Problems and tasks —
A: Answer these questions about the hunting jacket thread, one line each, marked (i), (ii), (iii):
(i) Which three makes does Countrygirl recommend first?
(ii) How did Daddy_Long_Legs obtain the Oliver Brown hunt coat?
(iii) What kind of lining does the Alexander James jacket have?
B: From the hunting jacket thread, list every jacket make or maker named, each only once.
C: Carry on the hunting jacket thread with the next post after its final one.

-- START Page extract --

# Ladies Navy Hunting Jacket



## becca1305 (15 March 2011)

Anyone got any ideas of best makes etc for ladies navy hunting jackets?
Needs to be relatively long (hate getting a cold back!). Would consider thin or thick as can just add layers as needed!


----------



## Countrygirl (15 March 2011)

Caldene, Weatherall or Mears. Much better off with a heavier weight wool, as they are likely to last longer - they won't snag or tear too easily, and keep out the elements better.
Alternatively if you want an extra long one contact someone like Calcutts who do made to measure.


----------



## rossiroo (15 March 2011)

I have 2 mears jackets one for fat/cold days and a smaller one for thin/hot days. They are both pure wool and have lasted v well. They are very flattering and the heavyweight one is particulaly long. I was lucky to get the heavy one for a good price from e-bay, a real bargain!


----------



## Daddy_Long_Legs (17 March 2011)

I have an Oliver Brown hunt coat, I got it 2nd hand off ebay and I love it. Keeps me very toasty.


----------



## Darkly_Dreaming_Dex (17 March 2011)

I love my Alexander James jacket- it even has a permatex lining to keep the wind and rain out


----------



## marmalade76 (17 March 2011)

I have two black ones that don't fit me (one too big, one too small). PM if interested.

-- END Page extract --
-- START Data supplied --

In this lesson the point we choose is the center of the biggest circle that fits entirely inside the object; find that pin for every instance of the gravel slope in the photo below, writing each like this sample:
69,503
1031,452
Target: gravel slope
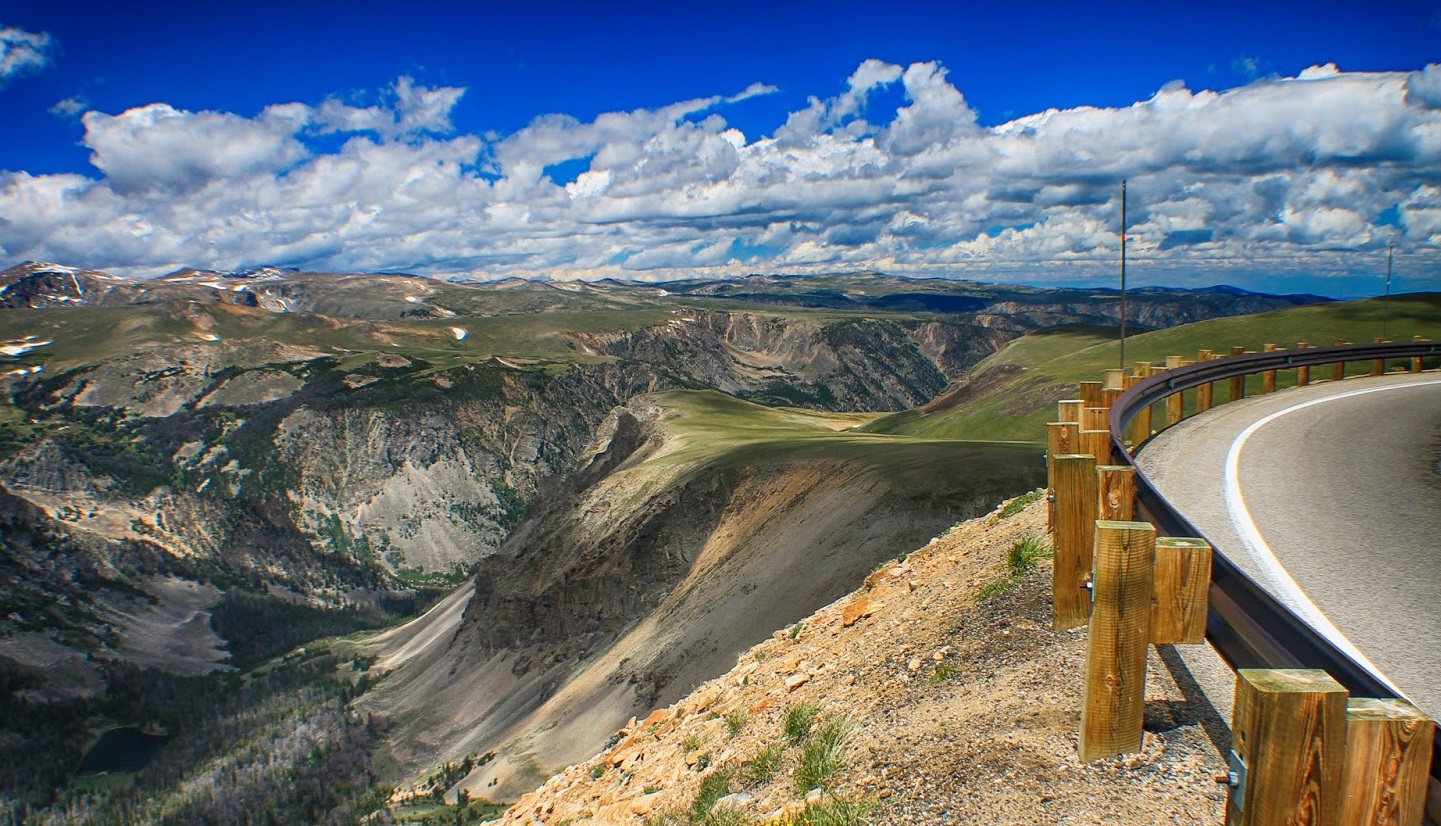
961,711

-- END Data supplied --

Task results —
A:
(i) Caldene, Weatherall and Mears.
(ii) Secondhand from eBay.
(iii) A permatex lining.

B:
Caldene
Weatherall
Mears
Calcutts
Oliver Brown
Alexander James

C:
----------



## josie_s (17 March 2011)

I have a Mears thick one, its lovely and not short by any means but I am fairly sure that if you contact your local Mears stockist you would be able to get one made slightly longer?


----------



## TJP (17 March 2011)

I have a mears one, I'm 5'7" and length wise it's great.  It's also a really nice shape.


----------



## BenceyJ (20 March 2011)

Have a look on www.foxyattire.co.uk they have lots of nice hunt coats and tweeds.  Also a good lot of saddlebags etc.


----------



## icemaiden113 (22 March 2011)

Can certainly recommend Foxyattire! Will be using them shortly as I need a new stock for next season and a new jacket if the OH will let me!


----------



## becca1305 (23 March 2011)

thanks guys will check these out


----------



## becca1305 (24 March 2011)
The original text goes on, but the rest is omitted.